>>>

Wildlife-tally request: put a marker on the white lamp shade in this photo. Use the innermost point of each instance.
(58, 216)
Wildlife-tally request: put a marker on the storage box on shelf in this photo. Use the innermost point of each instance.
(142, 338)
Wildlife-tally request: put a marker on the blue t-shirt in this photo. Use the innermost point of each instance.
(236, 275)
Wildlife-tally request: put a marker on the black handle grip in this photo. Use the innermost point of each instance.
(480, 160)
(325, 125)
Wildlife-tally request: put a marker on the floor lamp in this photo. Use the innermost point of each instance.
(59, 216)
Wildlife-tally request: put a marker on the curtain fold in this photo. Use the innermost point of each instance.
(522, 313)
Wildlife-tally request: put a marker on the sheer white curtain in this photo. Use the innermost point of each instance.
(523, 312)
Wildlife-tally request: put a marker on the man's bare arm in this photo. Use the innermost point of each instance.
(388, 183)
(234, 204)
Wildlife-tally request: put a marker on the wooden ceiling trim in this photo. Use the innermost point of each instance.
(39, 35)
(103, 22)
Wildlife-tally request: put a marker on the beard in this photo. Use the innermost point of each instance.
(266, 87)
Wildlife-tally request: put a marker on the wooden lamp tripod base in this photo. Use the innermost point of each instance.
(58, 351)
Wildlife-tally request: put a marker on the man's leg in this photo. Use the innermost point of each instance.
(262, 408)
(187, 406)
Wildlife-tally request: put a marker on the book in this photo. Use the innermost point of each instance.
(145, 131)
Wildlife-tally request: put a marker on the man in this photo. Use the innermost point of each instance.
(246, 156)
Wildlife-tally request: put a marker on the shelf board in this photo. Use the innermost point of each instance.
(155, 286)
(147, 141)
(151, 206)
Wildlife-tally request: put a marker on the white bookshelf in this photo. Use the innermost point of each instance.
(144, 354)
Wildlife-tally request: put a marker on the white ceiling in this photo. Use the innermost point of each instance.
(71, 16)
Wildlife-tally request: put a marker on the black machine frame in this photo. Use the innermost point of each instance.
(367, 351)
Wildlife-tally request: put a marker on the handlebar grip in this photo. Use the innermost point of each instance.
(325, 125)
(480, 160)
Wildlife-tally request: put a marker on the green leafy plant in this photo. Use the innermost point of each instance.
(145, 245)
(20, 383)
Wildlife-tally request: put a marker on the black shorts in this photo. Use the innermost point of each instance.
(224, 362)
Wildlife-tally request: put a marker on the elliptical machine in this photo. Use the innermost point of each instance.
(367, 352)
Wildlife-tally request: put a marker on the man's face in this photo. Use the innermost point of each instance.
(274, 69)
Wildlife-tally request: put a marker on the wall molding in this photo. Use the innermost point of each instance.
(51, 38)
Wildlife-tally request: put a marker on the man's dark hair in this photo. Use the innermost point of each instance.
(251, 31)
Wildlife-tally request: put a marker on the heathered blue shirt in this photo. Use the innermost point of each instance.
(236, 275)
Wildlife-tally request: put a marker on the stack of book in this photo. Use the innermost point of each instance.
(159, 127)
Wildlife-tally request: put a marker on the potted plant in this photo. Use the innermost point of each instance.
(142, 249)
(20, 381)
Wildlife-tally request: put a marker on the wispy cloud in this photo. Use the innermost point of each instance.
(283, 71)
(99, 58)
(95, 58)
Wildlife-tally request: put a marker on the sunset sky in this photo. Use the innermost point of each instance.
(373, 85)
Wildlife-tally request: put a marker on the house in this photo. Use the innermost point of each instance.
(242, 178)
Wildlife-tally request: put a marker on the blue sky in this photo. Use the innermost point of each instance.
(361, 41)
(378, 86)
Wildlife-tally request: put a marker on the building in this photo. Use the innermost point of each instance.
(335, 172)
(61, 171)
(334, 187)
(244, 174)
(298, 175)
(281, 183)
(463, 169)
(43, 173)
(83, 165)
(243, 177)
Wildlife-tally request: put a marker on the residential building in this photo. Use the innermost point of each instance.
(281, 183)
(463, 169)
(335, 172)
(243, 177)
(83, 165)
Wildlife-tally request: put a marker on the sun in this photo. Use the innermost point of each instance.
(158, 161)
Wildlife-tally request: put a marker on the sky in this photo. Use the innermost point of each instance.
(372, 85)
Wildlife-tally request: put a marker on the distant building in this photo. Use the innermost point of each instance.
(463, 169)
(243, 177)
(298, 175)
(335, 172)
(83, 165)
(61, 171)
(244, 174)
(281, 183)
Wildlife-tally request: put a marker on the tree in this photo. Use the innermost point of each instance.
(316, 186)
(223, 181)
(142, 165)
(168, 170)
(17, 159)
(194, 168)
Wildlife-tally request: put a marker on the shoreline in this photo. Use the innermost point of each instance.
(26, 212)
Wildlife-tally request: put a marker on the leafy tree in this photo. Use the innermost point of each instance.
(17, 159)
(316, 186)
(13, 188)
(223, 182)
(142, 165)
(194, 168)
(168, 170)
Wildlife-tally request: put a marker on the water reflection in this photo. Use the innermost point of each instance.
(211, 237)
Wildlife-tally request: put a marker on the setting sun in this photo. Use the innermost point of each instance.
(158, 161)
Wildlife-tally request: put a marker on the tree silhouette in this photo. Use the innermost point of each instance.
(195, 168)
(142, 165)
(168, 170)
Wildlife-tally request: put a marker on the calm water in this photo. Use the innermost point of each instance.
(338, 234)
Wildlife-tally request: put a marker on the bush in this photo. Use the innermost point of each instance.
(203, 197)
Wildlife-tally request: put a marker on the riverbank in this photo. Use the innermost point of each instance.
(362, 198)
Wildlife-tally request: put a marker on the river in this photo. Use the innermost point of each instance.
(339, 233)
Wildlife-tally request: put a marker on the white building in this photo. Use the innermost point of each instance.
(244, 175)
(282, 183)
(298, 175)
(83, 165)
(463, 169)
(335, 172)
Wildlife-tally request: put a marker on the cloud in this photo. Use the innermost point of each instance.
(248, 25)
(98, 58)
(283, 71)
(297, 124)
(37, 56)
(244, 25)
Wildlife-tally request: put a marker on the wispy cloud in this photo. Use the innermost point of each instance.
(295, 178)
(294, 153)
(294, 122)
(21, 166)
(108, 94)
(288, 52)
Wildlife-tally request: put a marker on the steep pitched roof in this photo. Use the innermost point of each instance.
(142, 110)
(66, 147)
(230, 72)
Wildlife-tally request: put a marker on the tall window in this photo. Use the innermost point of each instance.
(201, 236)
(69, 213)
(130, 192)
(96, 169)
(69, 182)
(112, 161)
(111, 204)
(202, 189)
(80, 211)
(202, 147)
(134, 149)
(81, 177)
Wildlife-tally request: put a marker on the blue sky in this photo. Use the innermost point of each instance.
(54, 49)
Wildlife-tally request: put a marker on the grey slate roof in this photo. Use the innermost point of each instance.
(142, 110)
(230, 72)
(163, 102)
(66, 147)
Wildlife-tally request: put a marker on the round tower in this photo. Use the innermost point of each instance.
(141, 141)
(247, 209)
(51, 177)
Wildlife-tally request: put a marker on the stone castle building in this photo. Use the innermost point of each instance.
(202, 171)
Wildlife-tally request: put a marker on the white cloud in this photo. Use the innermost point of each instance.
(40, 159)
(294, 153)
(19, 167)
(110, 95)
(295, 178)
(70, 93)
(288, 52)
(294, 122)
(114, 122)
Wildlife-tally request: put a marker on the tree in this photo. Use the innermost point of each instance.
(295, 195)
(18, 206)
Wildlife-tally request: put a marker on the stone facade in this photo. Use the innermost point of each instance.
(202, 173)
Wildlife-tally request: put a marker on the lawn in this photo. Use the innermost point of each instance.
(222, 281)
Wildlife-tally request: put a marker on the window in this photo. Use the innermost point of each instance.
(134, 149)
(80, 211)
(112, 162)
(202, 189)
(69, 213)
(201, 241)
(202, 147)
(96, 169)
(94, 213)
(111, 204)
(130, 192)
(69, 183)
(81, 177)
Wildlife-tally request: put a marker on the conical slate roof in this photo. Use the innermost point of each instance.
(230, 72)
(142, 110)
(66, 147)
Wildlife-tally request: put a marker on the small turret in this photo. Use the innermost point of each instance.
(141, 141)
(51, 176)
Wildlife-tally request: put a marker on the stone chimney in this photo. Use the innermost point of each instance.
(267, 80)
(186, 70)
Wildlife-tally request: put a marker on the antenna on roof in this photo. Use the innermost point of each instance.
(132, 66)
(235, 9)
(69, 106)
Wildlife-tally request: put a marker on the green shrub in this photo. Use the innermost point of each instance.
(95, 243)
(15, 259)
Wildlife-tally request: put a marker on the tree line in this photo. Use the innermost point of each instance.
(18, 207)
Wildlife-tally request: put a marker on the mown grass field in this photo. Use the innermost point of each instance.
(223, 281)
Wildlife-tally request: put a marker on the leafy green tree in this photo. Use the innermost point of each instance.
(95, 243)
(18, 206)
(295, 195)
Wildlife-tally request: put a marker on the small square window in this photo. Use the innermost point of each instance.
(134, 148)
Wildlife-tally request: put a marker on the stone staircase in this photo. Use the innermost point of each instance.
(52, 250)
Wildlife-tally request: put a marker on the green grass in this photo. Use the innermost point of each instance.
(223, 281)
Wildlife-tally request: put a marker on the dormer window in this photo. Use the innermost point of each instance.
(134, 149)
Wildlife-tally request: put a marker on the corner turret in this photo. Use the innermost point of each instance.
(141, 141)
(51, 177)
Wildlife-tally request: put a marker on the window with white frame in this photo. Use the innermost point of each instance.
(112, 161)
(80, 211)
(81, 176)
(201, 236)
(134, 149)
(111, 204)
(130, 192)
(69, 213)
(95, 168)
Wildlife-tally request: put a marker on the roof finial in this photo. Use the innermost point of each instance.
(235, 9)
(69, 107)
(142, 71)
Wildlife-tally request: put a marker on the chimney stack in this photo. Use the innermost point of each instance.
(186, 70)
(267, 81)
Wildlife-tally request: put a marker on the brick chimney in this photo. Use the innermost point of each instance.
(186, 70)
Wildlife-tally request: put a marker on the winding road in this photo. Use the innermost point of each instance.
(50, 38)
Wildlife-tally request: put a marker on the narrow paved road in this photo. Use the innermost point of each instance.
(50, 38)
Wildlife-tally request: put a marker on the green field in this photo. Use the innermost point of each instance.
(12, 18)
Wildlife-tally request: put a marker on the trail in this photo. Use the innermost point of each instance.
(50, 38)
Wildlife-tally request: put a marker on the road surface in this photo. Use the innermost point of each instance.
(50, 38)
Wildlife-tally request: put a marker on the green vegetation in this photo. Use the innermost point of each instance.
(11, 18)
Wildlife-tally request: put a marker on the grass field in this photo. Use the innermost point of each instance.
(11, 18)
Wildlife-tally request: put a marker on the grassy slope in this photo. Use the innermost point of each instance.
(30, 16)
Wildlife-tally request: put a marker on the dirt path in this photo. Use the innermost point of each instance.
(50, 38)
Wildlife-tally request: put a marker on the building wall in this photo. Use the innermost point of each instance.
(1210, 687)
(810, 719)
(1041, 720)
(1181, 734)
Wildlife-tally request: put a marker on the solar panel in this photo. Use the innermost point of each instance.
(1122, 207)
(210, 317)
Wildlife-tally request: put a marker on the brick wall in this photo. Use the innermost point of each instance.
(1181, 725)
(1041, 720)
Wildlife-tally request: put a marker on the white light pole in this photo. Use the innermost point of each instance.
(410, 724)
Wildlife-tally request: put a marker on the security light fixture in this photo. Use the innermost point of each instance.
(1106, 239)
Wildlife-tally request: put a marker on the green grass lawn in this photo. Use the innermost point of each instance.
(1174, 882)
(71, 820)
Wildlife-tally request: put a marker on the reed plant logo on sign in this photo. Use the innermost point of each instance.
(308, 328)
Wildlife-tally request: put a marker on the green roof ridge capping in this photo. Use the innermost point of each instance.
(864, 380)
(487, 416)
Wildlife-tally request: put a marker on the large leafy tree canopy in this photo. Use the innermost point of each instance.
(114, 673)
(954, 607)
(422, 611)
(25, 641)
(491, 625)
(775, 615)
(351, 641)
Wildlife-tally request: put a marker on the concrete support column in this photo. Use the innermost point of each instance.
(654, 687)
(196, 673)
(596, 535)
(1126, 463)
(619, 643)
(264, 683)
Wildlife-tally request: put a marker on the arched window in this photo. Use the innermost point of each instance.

<<<

* [Job] Write out exactly the lines of the entries above that run from the line containing "Wildlife-tally request: put a marker on the white light" through the last line, including both.

* [The answer]
Wildlife-tally request: put a marker on the white light pole in this photo. Use the innermost point of each instance.
(410, 724)
Wildlife-tally request: put a marker on the security light fixture in this photo. Use the innermost point of each instance.
(1106, 239)
Wildlife-tally request: put a marker on the green grass lawn in this photo. Use the innermost point of each instance.
(1174, 882)
(71, 820)
Wildlife-tally request: put a marker on the reed plant logo on sign in this photo. Use the innermost point of each instance.
(308, 328)
Wildlife-tally request: put a marker on the green roof ridge capping in this photo. Use the innermost point of each instance.
(864, 380)
(487, 416)
Wildlife-tally request: put a marker on the large leafy tree canopy in this photo. Use the innermost point of each instance.
(114, 673)
(954, 607)
(422, 611)
(25, 641)
(491, 625)
(775, 615)
(351, 641)
Wildlife-tally request: put a marker on the concrete support column in this photo. Use the innermost point of each instance.
(654, 687)
(196, 673)
(596, 535)
(1126, 463)
(619, 643)
(264, 683)
Wildlife-tally request: put a marker on the arched window in this photo. Use the innermost point of each instance.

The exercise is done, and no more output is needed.